Os novos barões do café (XXX) – O governo Lula


O governo Lula

Arnaldo Mourthé

Lula não era um político burguês, nem um representante das oligarquias agrárias, ele era um líder sindical em um núcleo poderoso da indústria brasileira, o ABC paulista, onde se encontrava as maiores fábricas do setor automotivo. Esperava-se que seu governo deveria trazer mudanças significativas na política brasileira. Esse foi o tema central de seu discurso de posse. Ele disse: Mudança é a palavra chave. Mas fez algumas ponderações: Vamos mudar sim. Mudar com coragem e com cuidado. Com humildade e ousadia. Mudar com a consciência de que a mudança é um processo gradativo e continuado, não um simples ato de vontade, não um arroubo voluntarista. Mudança por meio do diálogo e da negociação. Sem atropelos ou precipitações. Para que o resultado seja persistente e duradouro.

---

_Objetivos:_
[1] Repita sem alterações o trecho do artigo sobre o governo Lula que começa nas palavras "Os novos barões" e termina depois de "persistente e duradouro.".
[2] Responda com base no artigo sobre o governo Lula:
(a) Em que núcleo da indústria brasileira Lula atuava como líder sindical?
(b) Qual foi o tema central do discurso de posse de Lula?
(c) Segundo o discurso, por meio de que a mudança deveria ser feita?
[3] Pode continuar o artigo sobre o governo Lula a partir do ponto em que ele termina?
As linhas abaixo não têm relação com o artigo sobre o governo Lula.

---

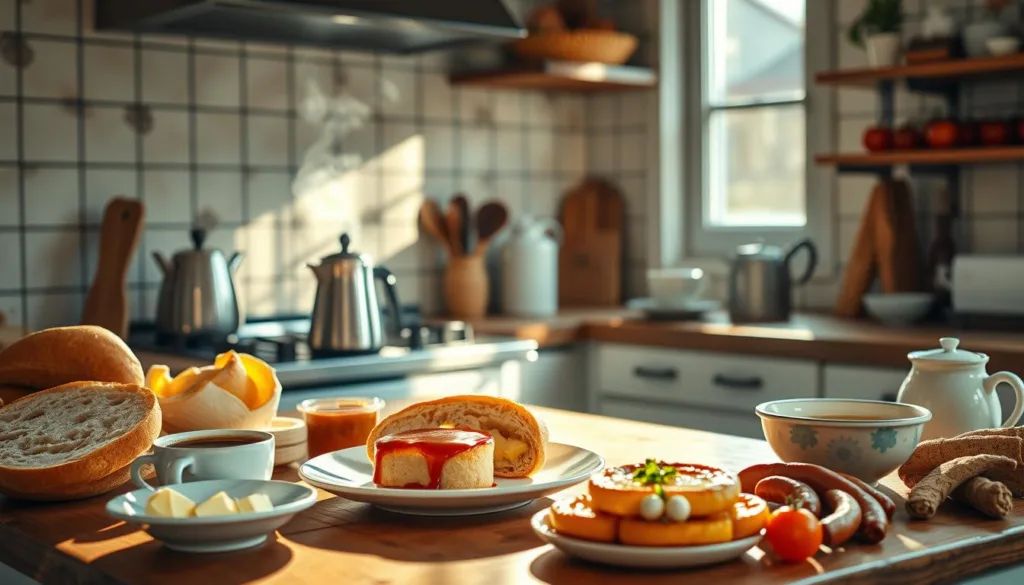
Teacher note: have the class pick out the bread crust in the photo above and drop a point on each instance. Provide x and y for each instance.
(53, 357)
(536, 437)
(81, 477)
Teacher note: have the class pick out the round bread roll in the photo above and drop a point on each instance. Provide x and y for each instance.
(54, 357)
(75, 441)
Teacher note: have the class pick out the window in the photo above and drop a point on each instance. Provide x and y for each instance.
(754, 114)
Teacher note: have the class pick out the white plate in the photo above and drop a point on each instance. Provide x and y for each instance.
(641, 556)
(216, 534)
(349, 473)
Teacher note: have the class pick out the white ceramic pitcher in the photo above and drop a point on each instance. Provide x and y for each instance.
(952, 383)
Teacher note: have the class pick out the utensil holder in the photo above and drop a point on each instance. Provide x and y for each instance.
(466, 287)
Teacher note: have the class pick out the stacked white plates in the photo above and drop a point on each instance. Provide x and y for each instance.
(289, 439)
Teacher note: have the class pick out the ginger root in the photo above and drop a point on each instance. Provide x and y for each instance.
(988, 497)
(930, 454)
(939, 483)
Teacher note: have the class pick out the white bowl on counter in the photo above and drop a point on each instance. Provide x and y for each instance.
(898, 308)
(866, 439)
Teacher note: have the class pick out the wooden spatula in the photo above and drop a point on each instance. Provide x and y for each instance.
(107, 304)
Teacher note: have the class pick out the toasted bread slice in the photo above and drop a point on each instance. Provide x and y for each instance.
(75, 441)
(520, 440)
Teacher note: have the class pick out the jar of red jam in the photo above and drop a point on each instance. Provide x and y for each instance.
(339, 423)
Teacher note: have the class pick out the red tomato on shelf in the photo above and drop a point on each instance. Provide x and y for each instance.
(877, 138)
(906, 138)
(942, 134)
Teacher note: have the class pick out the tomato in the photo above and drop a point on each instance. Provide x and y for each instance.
(994, 133)
(941, 134)
(794, 534)
(906, 138)
(877, 138)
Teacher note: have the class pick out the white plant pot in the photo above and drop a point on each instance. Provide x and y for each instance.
(883, 49)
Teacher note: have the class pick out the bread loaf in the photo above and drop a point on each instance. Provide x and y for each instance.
(75, 441)
(54, 357)
(520, 440)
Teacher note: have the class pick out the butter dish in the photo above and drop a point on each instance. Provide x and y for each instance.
(217, 533)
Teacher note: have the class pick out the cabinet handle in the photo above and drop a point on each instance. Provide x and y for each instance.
(740, 383)
(655, 373)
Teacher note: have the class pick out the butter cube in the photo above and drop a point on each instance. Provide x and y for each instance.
(168, 503)
(254, 503)
(219, 504)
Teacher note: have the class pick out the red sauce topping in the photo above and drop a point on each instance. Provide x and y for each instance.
(435, 445)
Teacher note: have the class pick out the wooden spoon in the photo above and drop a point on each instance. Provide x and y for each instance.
(432, 221)
(491, 217)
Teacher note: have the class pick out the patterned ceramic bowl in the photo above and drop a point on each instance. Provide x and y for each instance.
(865, 439)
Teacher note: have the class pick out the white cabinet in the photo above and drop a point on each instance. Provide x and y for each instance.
(694, 389)
(556, 379)
(863, 383)
(741, 424)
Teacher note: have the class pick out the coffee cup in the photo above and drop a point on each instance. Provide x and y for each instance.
(220, 454)
(676, 285)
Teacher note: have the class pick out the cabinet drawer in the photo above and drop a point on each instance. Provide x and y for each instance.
(862, 383)
(688, 417)
(721, 380)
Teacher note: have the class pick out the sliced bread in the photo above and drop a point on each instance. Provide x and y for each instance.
(75, 441)
(520, 439)
(53, 357)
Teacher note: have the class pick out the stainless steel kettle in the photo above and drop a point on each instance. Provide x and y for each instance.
(198, 295)
(346, 315)
(760, 281)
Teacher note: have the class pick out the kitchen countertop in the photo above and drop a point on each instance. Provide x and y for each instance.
(807, 336)
(340, 541)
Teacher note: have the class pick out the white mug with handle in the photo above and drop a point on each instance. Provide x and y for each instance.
(219, 454)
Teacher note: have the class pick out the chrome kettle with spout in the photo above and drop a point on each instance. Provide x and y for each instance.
(346, 314)
(198, 295)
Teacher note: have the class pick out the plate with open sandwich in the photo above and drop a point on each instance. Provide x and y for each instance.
(656, 515)
(455, 456)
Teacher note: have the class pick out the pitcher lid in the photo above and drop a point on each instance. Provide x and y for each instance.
(948, 353)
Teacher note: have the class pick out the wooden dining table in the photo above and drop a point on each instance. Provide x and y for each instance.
(340, 542)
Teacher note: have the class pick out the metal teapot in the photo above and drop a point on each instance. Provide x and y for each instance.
(346, 315)
(760, 281)
(198, 295)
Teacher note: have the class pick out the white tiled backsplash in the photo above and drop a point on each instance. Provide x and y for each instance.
(221, 135)
(991, 196)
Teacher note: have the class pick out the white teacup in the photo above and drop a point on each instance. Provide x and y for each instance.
(676, 285)
(220, 454)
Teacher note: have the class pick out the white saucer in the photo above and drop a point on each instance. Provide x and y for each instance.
(641, 556)
(349, 473)
(678, 310)
(216, 534)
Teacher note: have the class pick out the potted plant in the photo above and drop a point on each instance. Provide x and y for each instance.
(878, 31)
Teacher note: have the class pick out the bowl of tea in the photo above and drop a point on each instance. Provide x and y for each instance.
(864, 439)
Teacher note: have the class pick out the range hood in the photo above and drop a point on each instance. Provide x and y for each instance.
(391, 26)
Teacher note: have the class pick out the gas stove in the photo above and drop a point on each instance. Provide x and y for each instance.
(420, 347)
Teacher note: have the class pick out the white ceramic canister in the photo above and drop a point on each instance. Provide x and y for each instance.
(529, 267)
(952, 383)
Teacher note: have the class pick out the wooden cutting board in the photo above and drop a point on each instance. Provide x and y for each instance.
(107, 304)
(590, 261)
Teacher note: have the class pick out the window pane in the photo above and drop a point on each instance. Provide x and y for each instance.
(756, 167)
(755, 50)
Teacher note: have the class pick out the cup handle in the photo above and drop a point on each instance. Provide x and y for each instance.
(990, 382)
(136, 470)
(177, 467)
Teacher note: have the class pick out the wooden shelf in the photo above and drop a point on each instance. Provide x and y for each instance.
(925, 158)
(562, 76)
(924, 76)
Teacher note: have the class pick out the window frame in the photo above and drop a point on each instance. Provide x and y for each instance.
(682, 116)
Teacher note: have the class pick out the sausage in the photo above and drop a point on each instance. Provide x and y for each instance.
(844, 519)
(873, 520)
(887, 504)
(788, 492)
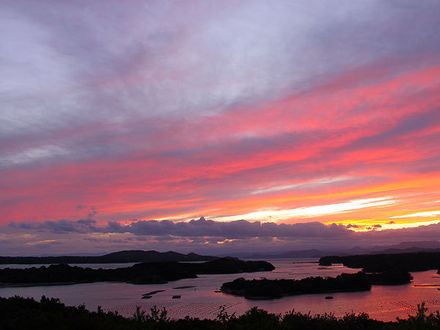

---

_Respostas por tarefa:_
[1]
Os novos barões do café (XXX) – O governo Lula


O governo Lula

Arnaldo Mourthé

Lula não era um político burguês, nem um representante das oligarquias agrárias, ele era um líder sindical em um núcleo poderoso da indústria brasileira, o ABC paulista, onde se encontrava as maiores fábricas do setor automotivo. Esperava-se que seu governo deveria trazer mudanças significativas na política brasileira. Esse foi o tema central de seu discurso de posse. Ele disse: Mudança é a palavra chave. Mas fez algumas ponderações: Vamos mudar sim. Mudar com coragem e com cuidado. Com humildade e ousadia. Mudar com a consciência de que a mudança é um processo gradativo e continuado, não um simples ato de vontade, não um arroubo voluntarista. Mudança por meio do diálogo e da negociação. Sem atropelos ou precipitações. Para que o resultado seja persistente e duradouro.

[2]
(a) No ABC paulista.
(b) A mudança.
(c) Por meio do diálogo e da negociação.

[3]
A sua mudança, consideradas suas ponderações poderiam ser interpretadas como: cuidado com o andor que o santo é de barro. A advertência dele era adequada. Ele sabia que ele não iria mudar nada na sua essência. Apenas poderia negociar o atendimento de sua base eleitoral, dos trabalhadores, especialmente os metalúrgicos, e de setores da população mais humilde, com medidas compensatórias às condições desumanas a que eram submetidas. Daí ele balizou sua política social de defender os trabalhadores, com prioridade para aqueles do ABC da indústria automotiva, onde a produtividade dava melhores condições de negociais salariais e de melhores condições de trabalho. Em segundo lugar atender às reivindicações das Comunidades Eclesiais de Base, que lhe davam a sustentação da Igreja Católica, com toda a credibilidade que isso implicava. Em terceiro lugar atender aos menos favorecidos das regiões metropolitanas. Dessa política nasceram seus programas sociais, Bolsa Família, Minha Casa Minha Vida, etc. Buscou atender às classes médias com os programas de financiamento da educação e de incentivos culturais. Mas todos esses programas representavam pouco em relação ao apoio explicito à política de endividamento a juros escandalosos e a subvenções à indústria, especialmente à automobilista e à dos utensílios domésticos da conhecida como linha branca.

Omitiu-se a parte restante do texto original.